Written task A: In the page about the song "Oh Promise Me," why did De Koven add the song to the score of Robin Hood? Answer in one to three sentences.
Written task B: From the page about the song "Oh Promise Me," copy out the passage starting with "Oh Promise Me is" and going on through "and in the UK.".

Oh Promise Me is a song with music by Reginald De Koven and lyrics by Clement Scott.  The song was written in 1887 and first published in 1889 by G. Schirmer, Inc. as an art song.  De Koven may have based the melody partly on a song composed by Stanislao Gastaldon, "Musica Proibita".  In 1890, De Koven wrote his most successful comic opera, Robin Hood.  After opening night, the contralto playing Alan-a-Dale, Jessie Bartlett Davis, demanded a song to better show off her voice, threatening to walk out of the production.  De Koven inserted "Oh Promise Me" into the score for her.

The sheet music sold over a million copies in 1890 and continued to gain popularity for several decades, being performed by many artists.  The song remains popular as a wedding song both in America and in the UK.

Lyrics
Oh, promise me that someday you and I
Will take our love together to some sky
Where we can be alone and faith renew,
And find the hollows where those flowers grew,
Those first sweet violets of early spring,
Which come in whispers, thrill us both, and sing
Of love unspeakable that is to be;
Oh, promise me! Oh, promise me!

Data excerpt:
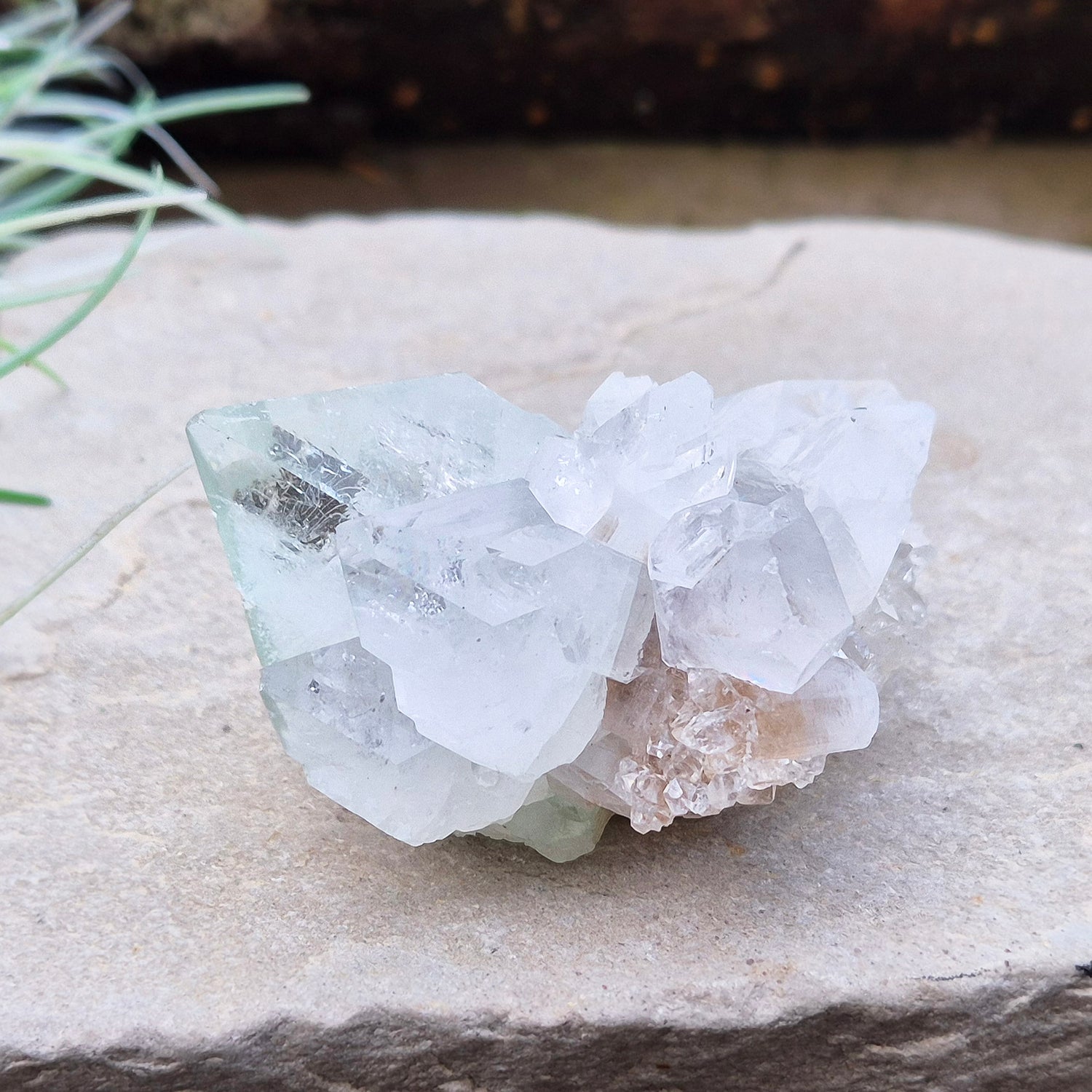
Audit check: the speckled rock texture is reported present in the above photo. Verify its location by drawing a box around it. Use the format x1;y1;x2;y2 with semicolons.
0;216;1092;1092
83;0;1092;149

Full answer A: After opening night, Jessie Bartlett Davis, the contralto playing Alan-a-Dale, demanded a song that would better show off her voice and threatened to walk out of the production. De Koven inserted "Oh Promise Me" into the score for her.

Full answer B:
Oh Promise Me is a song with music by Reginald De Koven and lyrics by Clement Scott.  The song was written in 1887 and first published in 1889 by G. Schirmer, Inc. as an art song.  De Koven may have based the melody partly on a song composed by Stanislao Gastaldon, "Musica Proibita".  In 1890, De Koven wrote his most successful comic opera, Robin Hood.  After opening night, the contralto playing Alan-a-Dale, Jessie Bartlett Davis, demanded a song to better show off her voice, threatening to walk out of the production.  De Koven inserted "Oh Promise Me" into the score for her.

The sheet music sold over a million copies in 1890 and continued to gain popularity for several decades, being performed by many artists.  The song remains popular as a wedding song both in America and in the UK.